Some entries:
* begin *

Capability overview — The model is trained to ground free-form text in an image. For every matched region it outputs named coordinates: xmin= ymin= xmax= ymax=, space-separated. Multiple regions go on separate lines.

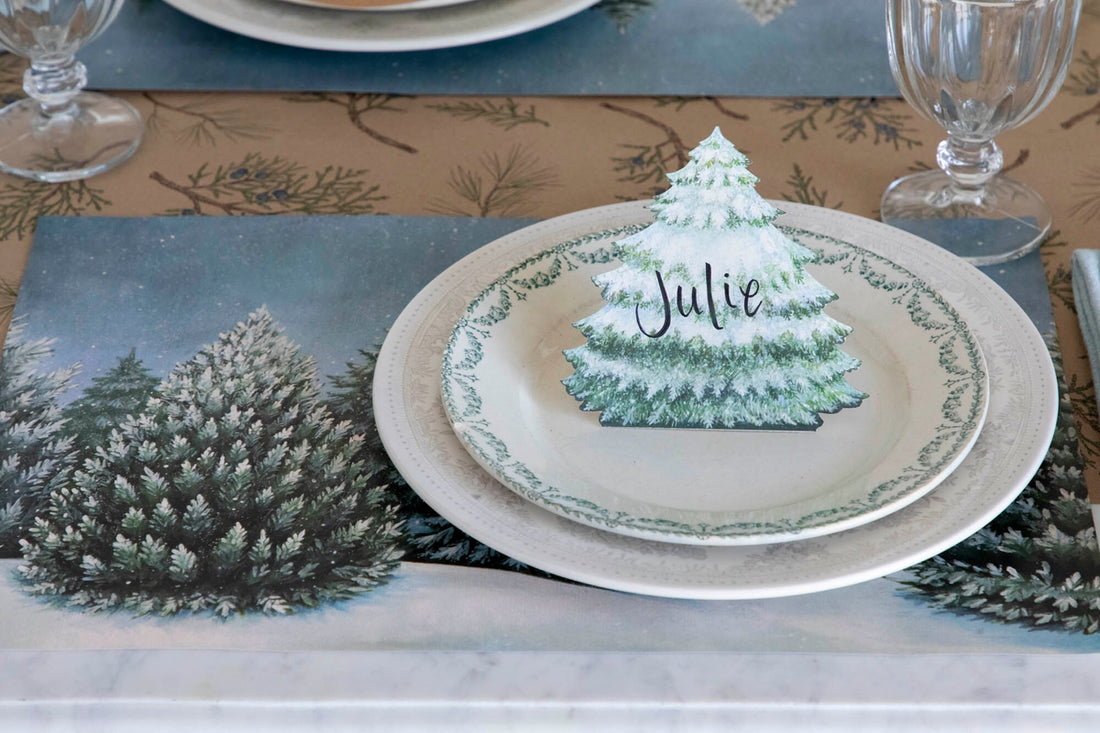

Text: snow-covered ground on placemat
xmin=0 ymin=560 xmax=1100 ymax=654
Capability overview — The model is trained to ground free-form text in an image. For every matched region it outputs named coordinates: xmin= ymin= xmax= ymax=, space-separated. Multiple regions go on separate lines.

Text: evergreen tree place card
xmin=0 ymin=211 xmax=1100 ymax=655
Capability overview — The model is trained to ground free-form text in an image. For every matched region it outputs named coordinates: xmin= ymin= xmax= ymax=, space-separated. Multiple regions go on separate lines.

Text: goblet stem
xmin=936 ymin=135 xmax=1004 ymax=193
xmin=23 ymin=56 xmax=88 ymax=118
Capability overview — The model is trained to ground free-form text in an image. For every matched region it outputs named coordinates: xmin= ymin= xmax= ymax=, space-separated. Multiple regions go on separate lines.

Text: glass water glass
xmin=0 ymin=0 xmax=144 ymax=182
xmin=881 ymin=0 xmax=1081 ymax=265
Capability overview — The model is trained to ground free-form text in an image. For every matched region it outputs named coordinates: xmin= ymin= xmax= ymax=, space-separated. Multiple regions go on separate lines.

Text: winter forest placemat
xmin=0 ymin=212 xmax=1100 ymax=653
xmin=80 ymin=0 xmax=897 ymax=97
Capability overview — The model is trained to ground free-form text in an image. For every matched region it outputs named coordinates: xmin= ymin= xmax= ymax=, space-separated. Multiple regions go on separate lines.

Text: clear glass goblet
xmin=0 ymin=0 xmax=144 ymax=182
xmin=881 ymin=0 xmax=1081 ymax=265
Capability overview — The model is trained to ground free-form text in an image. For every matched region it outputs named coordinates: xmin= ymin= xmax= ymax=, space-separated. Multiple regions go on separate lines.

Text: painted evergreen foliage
xmin=904 ymin=338 xmax=1100 ymax=634
xmin=0 ymin=321 xmax=76 ymax=557
xmin=328 ymin=350 xmax=528 ymax=575
xmin=564 ymin=128 xmax=867 ymax=429
xmin=21 ymin=309 xmax=400 ymax=616
xmin=65 ymin=349 xmax=161 ymax=458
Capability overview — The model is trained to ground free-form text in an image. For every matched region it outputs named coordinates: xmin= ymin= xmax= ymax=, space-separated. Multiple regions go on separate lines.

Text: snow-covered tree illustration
xmin=65 ymin=349 xmax=161 ymax=458
xmin=564 ymin=128 xmax=867 ymax=429
xmin=905 ymin=334 xmax=1100 ymax=634
xmin=20 ymin=309 xmax=400 ymax=615
xmin=0 ymin=320 xmax=76 ymax=557
xmin=328 ymin=350 xmax=528 ymax=575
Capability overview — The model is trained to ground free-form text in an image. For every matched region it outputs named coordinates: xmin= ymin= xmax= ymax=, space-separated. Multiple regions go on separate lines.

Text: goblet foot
xmin=0 ymin=91 xmax=144 ymax=183
xmin=880 ymin=169 xmax=1051 ymax=265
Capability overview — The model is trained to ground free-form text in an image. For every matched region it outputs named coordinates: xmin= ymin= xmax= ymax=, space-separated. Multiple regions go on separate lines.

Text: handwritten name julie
xmin=634 ymin=262 xmax=762 ymax=339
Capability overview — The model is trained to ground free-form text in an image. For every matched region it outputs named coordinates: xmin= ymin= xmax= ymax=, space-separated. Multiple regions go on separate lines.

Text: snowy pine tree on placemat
xmin=65 ymin=349 xmax=161 ymax=458
xmin=20 ymin=309 xmax=400 ymax=615
xmin=0 ymin=321 xmax=76 ymax=557
xmin=327 ymin=350 xmax=528 ymax=575
xmin=564 ymin=128 xmax=867 ymax=429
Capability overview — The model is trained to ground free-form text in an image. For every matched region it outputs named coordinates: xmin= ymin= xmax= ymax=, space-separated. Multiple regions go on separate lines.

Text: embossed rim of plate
xmin=273 ymin=0 xmax=476 ymax=13
xmin=442 ymin=205 xmax=988 ymax=545
xmin=165 ymin=0 xmax=597 ymax=52
xmin=373 ymin=197 xmax=1058 ymax=600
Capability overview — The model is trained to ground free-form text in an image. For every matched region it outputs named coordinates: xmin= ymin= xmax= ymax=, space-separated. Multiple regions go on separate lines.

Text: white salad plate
xmin=374 ymin=197 xmax=1058 ymax=599
xmin=165 ymin=0 xmax=596 ymax=52
xmin=442 ymin=209 xmax=988 ymax=545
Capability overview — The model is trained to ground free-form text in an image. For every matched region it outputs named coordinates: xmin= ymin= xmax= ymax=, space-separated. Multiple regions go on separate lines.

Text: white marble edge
xmin=0 ymin=650 xmax=1100 ymax=711
xmin=0 ymin=650 xmax=1100 ymax=733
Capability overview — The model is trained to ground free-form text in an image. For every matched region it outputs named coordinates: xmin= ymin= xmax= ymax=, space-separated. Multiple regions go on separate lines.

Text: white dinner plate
xmin=165 ymin=0 xmax=596 ymax=51
xmin=442 ymin=205 xmax=987 ymax=545
xmin=374 ymin=198 xmax=1058 ymax=599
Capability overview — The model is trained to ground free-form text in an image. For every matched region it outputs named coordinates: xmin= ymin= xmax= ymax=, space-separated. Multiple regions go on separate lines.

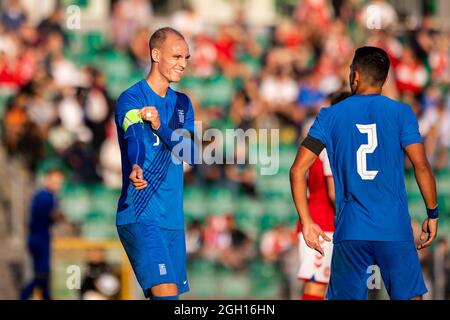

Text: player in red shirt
xmin=297 ymin=149 xmax=334 ymax=300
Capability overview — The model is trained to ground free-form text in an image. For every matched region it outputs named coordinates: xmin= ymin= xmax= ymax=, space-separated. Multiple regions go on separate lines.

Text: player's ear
xmin=151 ymin=48 xmax=160 ymax=63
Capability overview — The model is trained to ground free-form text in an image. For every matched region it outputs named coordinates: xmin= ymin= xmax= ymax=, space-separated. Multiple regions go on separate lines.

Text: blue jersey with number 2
xmin=309 ymin=94 xmax=423 ymax=243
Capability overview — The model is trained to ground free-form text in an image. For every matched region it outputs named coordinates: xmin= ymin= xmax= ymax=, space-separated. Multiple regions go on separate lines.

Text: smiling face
xmin=152 ymin=34 xmax=190 ymax=83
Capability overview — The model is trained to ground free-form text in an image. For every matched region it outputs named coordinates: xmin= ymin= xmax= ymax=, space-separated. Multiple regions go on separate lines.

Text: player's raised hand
xmin=130 ymin=164 xmax=147 ymax=190
xmin=302 ymin=223 xmax=331 ymax=256
xmin=417 ymin=218 xmax=438 ymax=250
xmin=139 ymin=106 xmax=161 ymax=130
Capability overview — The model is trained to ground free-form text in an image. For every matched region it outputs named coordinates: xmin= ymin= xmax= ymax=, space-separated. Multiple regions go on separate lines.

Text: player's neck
xmin=145 ymin=71 xmax=170 ymax=97
xmin=355 ymin=87 xmax=383 ymax=95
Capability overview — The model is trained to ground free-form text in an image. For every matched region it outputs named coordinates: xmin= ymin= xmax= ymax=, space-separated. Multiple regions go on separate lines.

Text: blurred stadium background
xmin=0 ymin=0 xmax=450 ymax=299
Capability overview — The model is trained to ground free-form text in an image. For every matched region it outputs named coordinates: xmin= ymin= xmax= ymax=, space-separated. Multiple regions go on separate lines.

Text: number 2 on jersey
xmin=356 ymin=123 xmax=378 ymax=180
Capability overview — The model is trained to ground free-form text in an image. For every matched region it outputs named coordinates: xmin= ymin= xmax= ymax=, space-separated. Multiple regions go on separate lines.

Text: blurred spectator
xmin=230 ymin=79 xmax=264 ymax=130
xmin=80 ymin=249 xmax=120 ymax=300
xmin=111 ymin=0 xmax=153 ymax=50
xmin=170 ymin=4 xmax=205 ymax=43
xmin=225 ymin=142 xmax=257 ymax=197
xmin=362 ymin=0 xmax=398 ymax=30
xmin=420 ymin=97 xmax=450 ymax=169
xmin=203 ymin=214 xmax=253 ymax=270
xmin=0 ymin=0 xmax=27 ymax=31
xmin=99 ymin=121 xmax=122 ymax=189
xmin=37 ymin=6 xmax=67 ymax=44
xmin=20 ymin=169 xmax=64 ymax=300
xmin=259 ymin=224 xmax=296 ymax=263
xmin=395 ymin=47 xmax=428 ymax=95
xmin=186 ymin=219 xmax=203 ymax=260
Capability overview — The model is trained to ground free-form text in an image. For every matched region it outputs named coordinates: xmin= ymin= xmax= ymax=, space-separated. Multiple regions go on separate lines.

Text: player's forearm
xmin=414 ymin=162 xmax=437 ymax=209
xmin=290 ymin=167 xmax=313 ymax=226
xmin=155 ymin=124 xmax=198 ymax=164
xmin=126 ymin=124 xmax=145 ymax=168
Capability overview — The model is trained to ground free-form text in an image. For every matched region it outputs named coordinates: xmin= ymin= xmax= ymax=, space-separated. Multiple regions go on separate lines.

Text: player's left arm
xmin=405 ymin=143 xmax=439 ymax=250
xmin=290 ymin=136 xmax=330 ymax=255
xmin=319 ymin=149 xmax=336 ymax=206
xmin=139 ymin=97 xmax=198 ymax=164
xmin=400 ymin=106 xmax=439 ymax=250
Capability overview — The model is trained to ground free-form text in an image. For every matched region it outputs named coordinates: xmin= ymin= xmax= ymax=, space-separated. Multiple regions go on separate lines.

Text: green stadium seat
xmin=89 ymin=185 xmax=120 ymax=220
xmin=208 ymin=187 xmax=236 ymax=214
xmin=183 ymin=187 xmax=208 ymax=219
xmin=60 ymin=185 xmax=91 ymax=222
xmin=216 ymin=270 xmax=251 ymax=300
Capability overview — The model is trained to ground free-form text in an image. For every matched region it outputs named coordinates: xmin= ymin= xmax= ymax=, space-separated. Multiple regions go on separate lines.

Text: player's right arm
xmin=290 ymin=136 xmax=330 ymax=255
xmin=405 ymin=142 xmax=438 ymax=250
xmin=116 ymin=94 xmax=147 ymax=190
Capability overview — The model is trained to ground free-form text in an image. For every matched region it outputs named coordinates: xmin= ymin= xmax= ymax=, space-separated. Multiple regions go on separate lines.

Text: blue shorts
xmin=327 ymin=241 xmax=427 ymax=300
xmin=117 ymin=223 xmax=189 ymax=298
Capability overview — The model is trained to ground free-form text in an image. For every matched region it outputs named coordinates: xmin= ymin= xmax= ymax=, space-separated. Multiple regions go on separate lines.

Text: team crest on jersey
xmin=178 ymin=109 xmax=184 ymax=124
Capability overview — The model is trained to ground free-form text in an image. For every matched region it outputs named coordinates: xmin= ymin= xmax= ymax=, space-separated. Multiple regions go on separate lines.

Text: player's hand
xmin=139 ymin=106 xmax=161 ymax=130
xmin=130 ymin=164 xmax=147 ymax=190
xmin=417 ymin=218 xmax=438 ymax=250
xmin=302 ymin=223 xmax=331 ymax=256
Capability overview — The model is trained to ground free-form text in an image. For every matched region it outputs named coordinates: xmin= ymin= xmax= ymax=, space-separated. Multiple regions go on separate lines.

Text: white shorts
xmin=297 ymin=232 xmax=333 ymax=284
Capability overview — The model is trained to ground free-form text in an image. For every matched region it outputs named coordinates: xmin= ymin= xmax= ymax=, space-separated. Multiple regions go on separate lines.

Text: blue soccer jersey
xmin=115 ymin=79 xmax=194 ymax=230
xmin=309 ymin=94 xmax=423 ymax=243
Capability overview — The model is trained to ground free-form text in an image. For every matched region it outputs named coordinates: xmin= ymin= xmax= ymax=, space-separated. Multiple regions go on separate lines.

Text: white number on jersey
xmin=356 ymin=123 xmax=378 ymax=180
xmin=153 ymin=133 xmax=159 ymax=147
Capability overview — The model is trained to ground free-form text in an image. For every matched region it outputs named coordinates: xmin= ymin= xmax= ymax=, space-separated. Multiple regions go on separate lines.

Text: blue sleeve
xmin=154 ymin=96 xmax=198 ymax=165
xmin=125 ymin=123 xmax=145 ymax=168
xmin=308 ymin=108 xmax=327 ymax=145
xmin=400 ymin=105 xmax=423 ymax=148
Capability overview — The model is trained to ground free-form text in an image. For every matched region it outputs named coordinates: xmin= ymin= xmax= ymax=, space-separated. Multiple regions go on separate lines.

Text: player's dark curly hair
xmin=352 ymin=46 xmax=391 ymax=85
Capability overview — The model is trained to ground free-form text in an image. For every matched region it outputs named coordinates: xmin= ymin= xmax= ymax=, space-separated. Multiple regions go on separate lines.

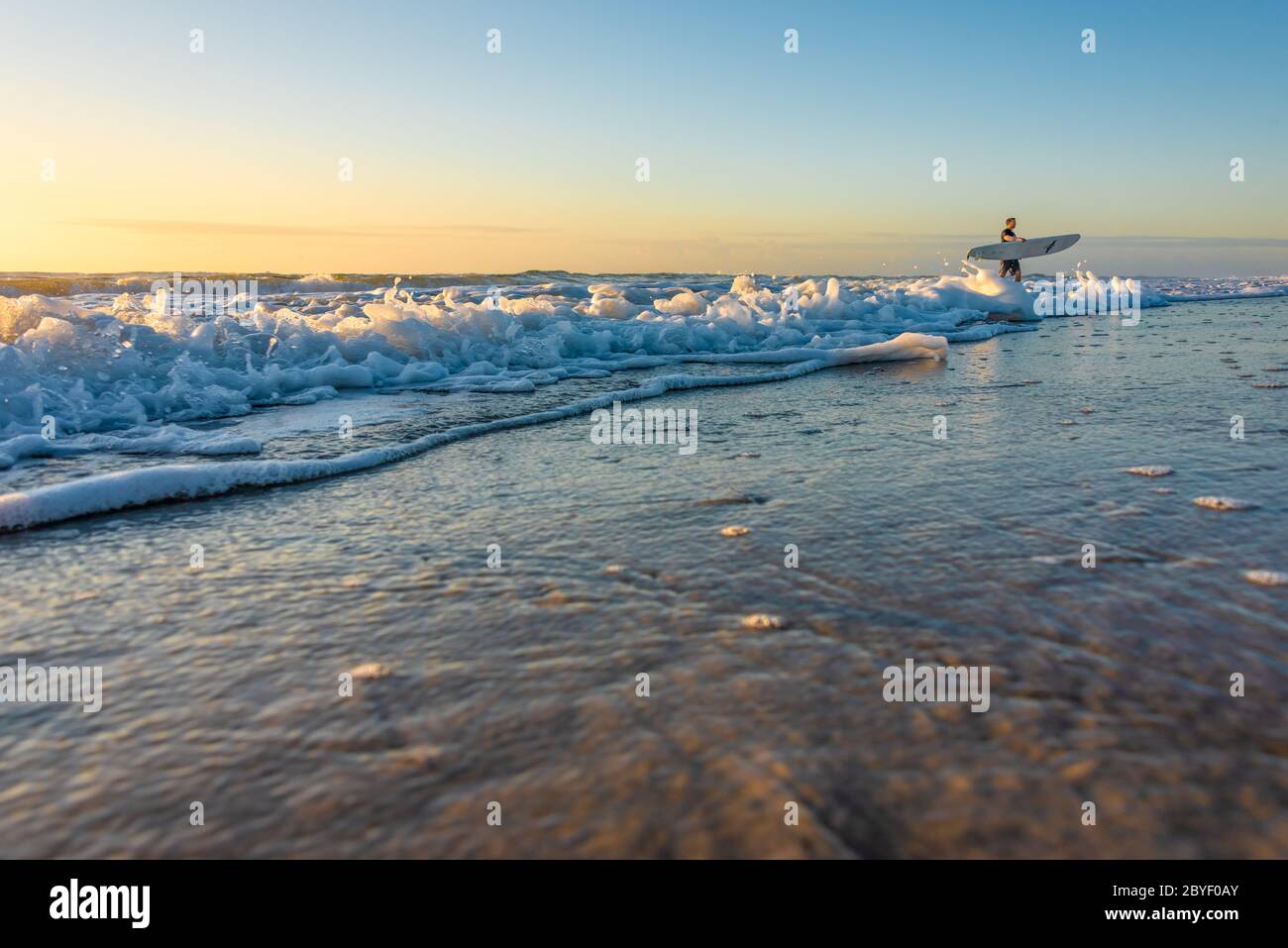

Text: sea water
xmin=0 ymin=267 xmax=1288 ymax=858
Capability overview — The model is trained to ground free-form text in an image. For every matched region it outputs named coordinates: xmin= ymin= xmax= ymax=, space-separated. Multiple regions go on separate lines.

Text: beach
xmin=0 ymin=277 xmax=1288 ymax=858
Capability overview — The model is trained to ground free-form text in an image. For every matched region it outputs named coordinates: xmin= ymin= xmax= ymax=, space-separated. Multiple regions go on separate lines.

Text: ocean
xmin=0 ymin=269 xmax=1288 ymax=858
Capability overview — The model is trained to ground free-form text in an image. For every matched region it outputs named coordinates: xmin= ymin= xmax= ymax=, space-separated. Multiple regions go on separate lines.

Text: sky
xmin=0 ymin=0 xmax=1288 ymax=275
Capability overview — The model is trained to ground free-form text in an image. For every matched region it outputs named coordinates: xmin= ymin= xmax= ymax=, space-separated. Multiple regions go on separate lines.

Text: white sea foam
xmin=0 ymin=332 xmax=948 ymax=532
xmin=0 ymin=264 xmax=1288 ymax=526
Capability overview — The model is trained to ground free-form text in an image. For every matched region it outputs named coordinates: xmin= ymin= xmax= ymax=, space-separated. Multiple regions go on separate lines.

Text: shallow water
xmin=0 ymin=300 xmax=1288 ymax=857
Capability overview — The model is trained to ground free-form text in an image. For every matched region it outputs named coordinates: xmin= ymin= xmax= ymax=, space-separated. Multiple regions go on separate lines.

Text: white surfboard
xmin=966 ymin=233 xmax=1082 ymax=261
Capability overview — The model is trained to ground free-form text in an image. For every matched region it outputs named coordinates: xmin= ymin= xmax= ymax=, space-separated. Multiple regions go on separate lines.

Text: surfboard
xmin=966 ymin=233 xmax=1082 ymax=261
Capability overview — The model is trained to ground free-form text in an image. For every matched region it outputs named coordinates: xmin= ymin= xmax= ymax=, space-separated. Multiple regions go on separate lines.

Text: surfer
xmin=997 ymin=218 xmax=1024 ymax=283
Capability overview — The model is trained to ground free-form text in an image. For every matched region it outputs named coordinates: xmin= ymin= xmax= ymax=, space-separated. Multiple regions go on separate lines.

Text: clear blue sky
xmin=0 ymin=0 xmax=1288 ymax=274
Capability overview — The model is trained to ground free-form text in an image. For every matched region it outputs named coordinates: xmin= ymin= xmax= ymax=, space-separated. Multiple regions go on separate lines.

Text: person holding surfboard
xmin=997 ymin=218 xmax=1024 ymax=283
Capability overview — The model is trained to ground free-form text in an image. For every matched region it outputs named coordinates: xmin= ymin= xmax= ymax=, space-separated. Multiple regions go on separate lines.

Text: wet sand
xmin=0 ymin=300 xmax=1288 ymax=858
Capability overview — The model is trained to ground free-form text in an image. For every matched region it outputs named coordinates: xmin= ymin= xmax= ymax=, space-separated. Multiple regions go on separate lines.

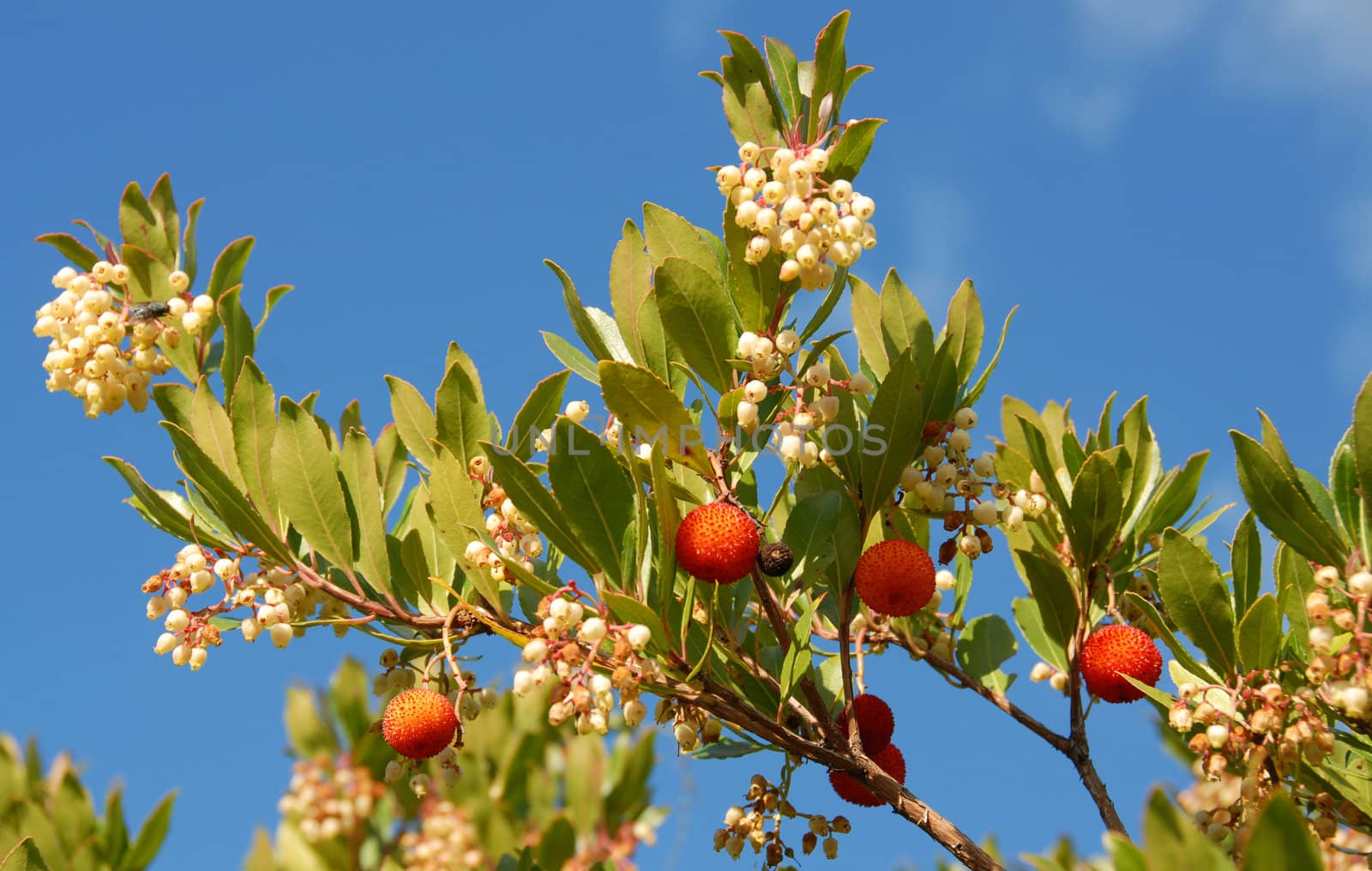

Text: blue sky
xmin=0 ymin=0 xmax=1372 ymax=868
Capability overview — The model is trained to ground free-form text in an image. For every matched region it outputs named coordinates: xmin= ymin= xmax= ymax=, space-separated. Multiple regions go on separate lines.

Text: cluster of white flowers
xmin=514 ymin=592 xmax=661 ymax=736
xmin=715 ymin=142 xmax=876 ymax=290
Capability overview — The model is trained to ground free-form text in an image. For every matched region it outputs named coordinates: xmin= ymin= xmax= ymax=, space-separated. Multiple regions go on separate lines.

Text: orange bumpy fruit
xmin=828 ymin=743 xmax=906 ymax=808
xmin=677 ymin=502 xmax=761 ymax=585
xmin=853 ymin=538 xmax=935 ymax=617
xmin=835 ymin=693 xmax=896 ymax=756
xmin=382 ymin=688 xmax=457 ymax=759
xmin=1081 ymin=622 xmax=1162 ymax=704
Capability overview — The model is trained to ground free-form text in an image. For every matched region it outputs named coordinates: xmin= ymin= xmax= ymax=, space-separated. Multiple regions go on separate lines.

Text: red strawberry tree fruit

* end *

## The exercise
Could you copy out everything from the start of the entries down to the line containing "xmin=0 ymin=560 xmax=1100 ymax=654", keeping both ends and leaving the pictures out?

## Exercise result
Capability overview — The model is trained to ground free-form text in an image. For every matched region it outputs named coordinates: xmin= ymin= xmax= ymax=, space-separated. Multiple regions go on separate lines.


Text: snow-covered ground on placemat
xmin=0 ymin=560 xmax=1100 ymax=654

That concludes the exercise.